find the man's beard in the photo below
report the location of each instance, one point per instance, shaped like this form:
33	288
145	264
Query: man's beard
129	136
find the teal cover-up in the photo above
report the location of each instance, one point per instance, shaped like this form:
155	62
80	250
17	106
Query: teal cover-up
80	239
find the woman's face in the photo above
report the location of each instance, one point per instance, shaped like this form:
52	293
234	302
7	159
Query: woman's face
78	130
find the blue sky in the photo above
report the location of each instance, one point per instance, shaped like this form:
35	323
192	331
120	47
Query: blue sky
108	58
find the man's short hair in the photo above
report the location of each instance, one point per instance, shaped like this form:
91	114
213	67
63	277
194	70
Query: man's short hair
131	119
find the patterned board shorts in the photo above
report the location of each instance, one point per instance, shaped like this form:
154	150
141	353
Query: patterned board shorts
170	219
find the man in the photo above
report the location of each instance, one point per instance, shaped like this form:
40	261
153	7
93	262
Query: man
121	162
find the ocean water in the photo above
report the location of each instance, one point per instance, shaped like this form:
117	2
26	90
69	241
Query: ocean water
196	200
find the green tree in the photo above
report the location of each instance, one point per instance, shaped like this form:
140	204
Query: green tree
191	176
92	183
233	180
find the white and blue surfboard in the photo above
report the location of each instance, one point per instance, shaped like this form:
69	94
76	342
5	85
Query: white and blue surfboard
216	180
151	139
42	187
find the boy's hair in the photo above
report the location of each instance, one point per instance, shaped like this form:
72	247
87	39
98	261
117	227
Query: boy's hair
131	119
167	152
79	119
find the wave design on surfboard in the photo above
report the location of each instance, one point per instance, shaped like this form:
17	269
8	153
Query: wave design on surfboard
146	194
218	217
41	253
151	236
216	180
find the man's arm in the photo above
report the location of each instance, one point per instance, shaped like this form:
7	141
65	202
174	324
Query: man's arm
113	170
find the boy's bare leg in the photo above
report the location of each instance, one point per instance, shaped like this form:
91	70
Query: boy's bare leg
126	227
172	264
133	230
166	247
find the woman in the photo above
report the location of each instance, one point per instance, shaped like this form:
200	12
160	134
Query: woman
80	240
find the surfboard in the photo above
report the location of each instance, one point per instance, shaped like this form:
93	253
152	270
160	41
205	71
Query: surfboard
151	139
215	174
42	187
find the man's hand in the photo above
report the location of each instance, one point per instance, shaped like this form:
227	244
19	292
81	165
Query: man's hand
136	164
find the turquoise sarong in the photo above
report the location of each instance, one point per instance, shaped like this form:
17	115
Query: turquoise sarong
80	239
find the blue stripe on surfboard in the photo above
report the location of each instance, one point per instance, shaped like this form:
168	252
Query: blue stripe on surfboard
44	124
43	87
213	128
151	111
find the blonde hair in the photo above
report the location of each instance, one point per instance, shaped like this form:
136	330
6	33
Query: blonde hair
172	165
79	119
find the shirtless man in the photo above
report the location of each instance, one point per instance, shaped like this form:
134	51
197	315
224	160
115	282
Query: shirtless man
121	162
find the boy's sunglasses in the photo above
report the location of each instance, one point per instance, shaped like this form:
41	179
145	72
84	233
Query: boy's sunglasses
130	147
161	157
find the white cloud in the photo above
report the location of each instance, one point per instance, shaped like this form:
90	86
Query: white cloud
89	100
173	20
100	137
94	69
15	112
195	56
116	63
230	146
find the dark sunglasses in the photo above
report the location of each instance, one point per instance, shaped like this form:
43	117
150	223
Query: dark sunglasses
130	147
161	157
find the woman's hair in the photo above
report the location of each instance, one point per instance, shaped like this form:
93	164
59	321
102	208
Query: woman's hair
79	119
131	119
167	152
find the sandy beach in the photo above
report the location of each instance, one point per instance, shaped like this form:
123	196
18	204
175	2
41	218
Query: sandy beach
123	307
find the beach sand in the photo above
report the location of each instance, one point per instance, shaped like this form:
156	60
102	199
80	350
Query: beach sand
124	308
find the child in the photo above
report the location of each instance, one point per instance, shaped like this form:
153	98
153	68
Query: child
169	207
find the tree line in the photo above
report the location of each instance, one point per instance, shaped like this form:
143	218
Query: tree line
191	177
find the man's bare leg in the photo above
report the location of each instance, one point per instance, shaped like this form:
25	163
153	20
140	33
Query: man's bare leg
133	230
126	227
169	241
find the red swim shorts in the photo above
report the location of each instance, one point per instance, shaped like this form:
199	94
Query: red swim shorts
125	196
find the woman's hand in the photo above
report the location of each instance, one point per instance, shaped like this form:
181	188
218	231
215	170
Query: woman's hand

+ + + + +

▶ [WHAT IS REQUIRED]:
An exact copy of every record above is required.

▶ [OUTPUT OF THE TASK]:
find the man's beard in the photo below
report the location of each instance, one point per instance, shaped like this form:
33	288
145	264
Query: man's beard
129	136
find the teal cover-up in the photo above
report the location of each instance, one point per instance, shaped like this form:
155	62
80	250
17	106
Query: teal cover-up
80	239
find the woman's face in the photo above
report the location of each instance, one point per instance, shaped like this form:
52	293
234	302
7	159
Query: woman's face
78	130
find the blue sky in the photo above
report the location of each instance, one point per instance, shaped like this form:
35	323
192	331
120	47
Query: blue sky
108	58
find the man's short hair in the photo above
report the location of each instance, one point per instance, shaped like this form:
91	114
213	67
63	277
194	70
Query: man's short hair
131	119
find the patterned board shorts in the photo above
report the location of each instance, one point per instance, shaped like this form:
154	150
141	353
Query: patterned board shorts
170	219
find the man in the photo above
report the location of each instance, one point per instance, shaped like this form:
40	261
153	7
93	262
Query: man
121	162
find the ocean water in the photo above
report the location of each instance, one point per instance, shaped like this form:
117	2
26	90
69	241
Query: ocean water
196	200
find the green tree in the photo above
report the location of each instance, one point per instance, shaped like this form:
140	204
Query: green tree
191	176
92	183
233	180
find the white and blue surfboard in the photo above
report the location of each instance, one point per instance, shaped like this form:
69	94
76	342
5	85
Query: white and blue surfboard
216	180
151	139
42	187
find the boy's hair in the photo above
report the location of each instance, one point per instance, shaped like this form:
72	247
87	39
98	261
117	227
Query: boy's hair
131	119
167	152
79	119
find the wave design on surfboard in the photo above
report the location of each instance, one point per instance, shaped like this form:
17	269
8	153
Query: wave design on surfboard
146	194
218	217
41	253
151	236
216	180
find the man's arm in the photo above
report the location of each instance, one point per instance, shaped like this form:
7	141
65	202
174	324
Query: man's arm
113	170
find the boy's bare leg in the photo above
report the location of each instance, one point per instance, shaped like this form:
91	70
Query: boy's bare leg
126	227
172	264
133	230
166	247
find the woman in the photo above
report the location of each instance, one point per instance, shaped like this form:
200	12
160	134
Query: woman
80	240
find the surfboard in the photo above
report the location of each instance, one point per instance, shaped like this form:
93	253
152	270
160	41
205	71
Query: surfboard
151	139
215	174
42	187
find the man's hand in the photo above
report the location of each instance, one point per instance, shaped like this form:
227	244
19	292
81	165
Query: man's hand
136	164
find the turquoise sarong in the photo above
report the location of each instance, one point per instance, shaped like this form:
17	115
Query: turquoise sarong
80	239
find the blue stripe on surfboard in the photo above
report the location of each instance, one point per instance, shaped like this form:
168	252
Query: blue stripe on surfboard
44	124
43	87
213	128
151	111
find the blonde hair in the photo above
report the location of each instance, one point per instance, shaped like this form:
136	330
6	33
Query: blonde hair
172	165
79	119
find the shirtless man in the photo above
report the location of each instance, one point per instance, shaped like this form:
134	51
197	315
224	160
115	282
Query: shirtless man
121	162
find the boy's sunglasses in the photo above
report the location of each instance, one point per instance, shaped like this form:
41	179
145	72
84	233
Query: boy's sunglasses
130	147
161	157
find the white cloud in the photo above
report the location of each instance, one point per instance, shaped like this form:
90	86
Query: white cloud
89	100
173	20
100	137
94	69
15	112
195	56
116	63
230	146
find the dark sunglasses in the photo above
report the location of each instance, one point per instance, shaped like this form:
43	117
150	223
Query: dark sunglasses
130	147
161	157
find the woman's hair in the photo above
report the location of each instance, one point per instance, shaped like this form:
93	164
59	321
102	208
Query: woman's hair
79	119
131	119
167	152
find the sandy beach in the photo above
report the location of each instance, one point per instance, shaped like this form:
123	196
18	204
175	2
41	218
Query: sandy beach
123	307
find the beach sand in the photo above
report the location of each instance, one point per instance, shaped like this form:
156	60
102	199
80	350
Query: beach sand
124	308
find the child in the photo above
report the location of each instance, one point per instance, shaped like this form:
153	98
153	68
Query: child
169	207
find the tree line in the photo above
report the location of each instance, one point per instance, shaped like this form:
143	218
Query: tree line
191	177
find the man's bare leg in the photo above
report the location of each instance, one point per instance, shaped like this form:
25	163
153	20
140	33
Query: man's bare leg
133	230
126	227
169	241
find the red swim shorts in the photo above
report the location of each instance, one point per instance, shaped like this form:
199	94
Query: red swim shorts
125	196
find the woman's hand in the photo above
report the location of each instance, one point per instance, shaped like this form:
181	188
218	231
215	170
Query: woman's hand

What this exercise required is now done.